:: Work to be completed ::
Pictures are to be dropped. Everything else in the listing gets copied exactly.

:: Stored data ::
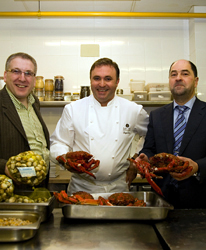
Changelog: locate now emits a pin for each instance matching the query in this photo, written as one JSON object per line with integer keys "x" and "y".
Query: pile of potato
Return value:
{"x": 6, "y": 187}
{"x": 27, "y": 159}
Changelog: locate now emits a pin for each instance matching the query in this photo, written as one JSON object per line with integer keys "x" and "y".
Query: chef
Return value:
{"x": 103, "y": 125}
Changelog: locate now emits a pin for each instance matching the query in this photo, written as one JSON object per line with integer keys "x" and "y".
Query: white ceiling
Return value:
{"x": 101, "y": 6}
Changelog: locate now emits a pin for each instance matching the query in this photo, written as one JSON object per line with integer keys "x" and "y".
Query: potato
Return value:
{"x": 27, "y": 159}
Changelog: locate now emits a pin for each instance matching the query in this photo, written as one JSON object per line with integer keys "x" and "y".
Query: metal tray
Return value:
{"x": 156, "y": 209}
{"x": 44, "y": 209}
{"x": 19, "y": 233}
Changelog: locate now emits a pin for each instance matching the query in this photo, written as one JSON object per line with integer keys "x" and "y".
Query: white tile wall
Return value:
{"x": 143, "y": 48}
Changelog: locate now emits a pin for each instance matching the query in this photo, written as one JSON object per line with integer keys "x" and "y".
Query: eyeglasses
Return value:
{"x": 18, "y": 72}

:: Response ::
Changelog: locate now emits a pin for each instance matching the query in this photo, written as one JSON object per line with integer keys "x" and "y".
Query: pile of potato
Return value:
{"x": 6, "y": 187}
{"x": 27, "y": 159}
Changelog: locate now emits a pin for each instance matching the query in this photo, written as one JSON object per line with integer keys "x" and "y".
Query: chef
Return value:
{"x": 103, "y": 125}
Changelog: locate now emits a pin for each instance matching the query in this photo, written as one JSON object per line with integer keys "x" and "y".
Query: white ceiling
Return value:
{"x": 101, "y": 6}
Changelog: locate now emits a pin for each instance matching the query in this photo, written as one JSON object per line with integer keys "x" and "y".
Query: potato
Return value:
{"x": 27, "y": 159}
Changelog: locate now emits a pin for each instance matching the query in this photo, written as one JSON object per line with integer keys "x" and "y".
Query: metal tray
Return value:
{"x": 156, "y": 209}
{"x": 44, "y": 209}
{"x": 19, "y": 233}
Changelog: locate now emits a pin for each instance matching the query in this photo, written as one JSON object per line with integer keys "x" and "y".
Query: white tile wall
Return value:
{"x": 143, "y": 48}
Changelog: locate now emits a pin for each instance matching the query in this photo, written as one JSON object per line with integer keys "x" and "y".
Query: eyeglasses
Return value:
{"x": 18, "y": 72}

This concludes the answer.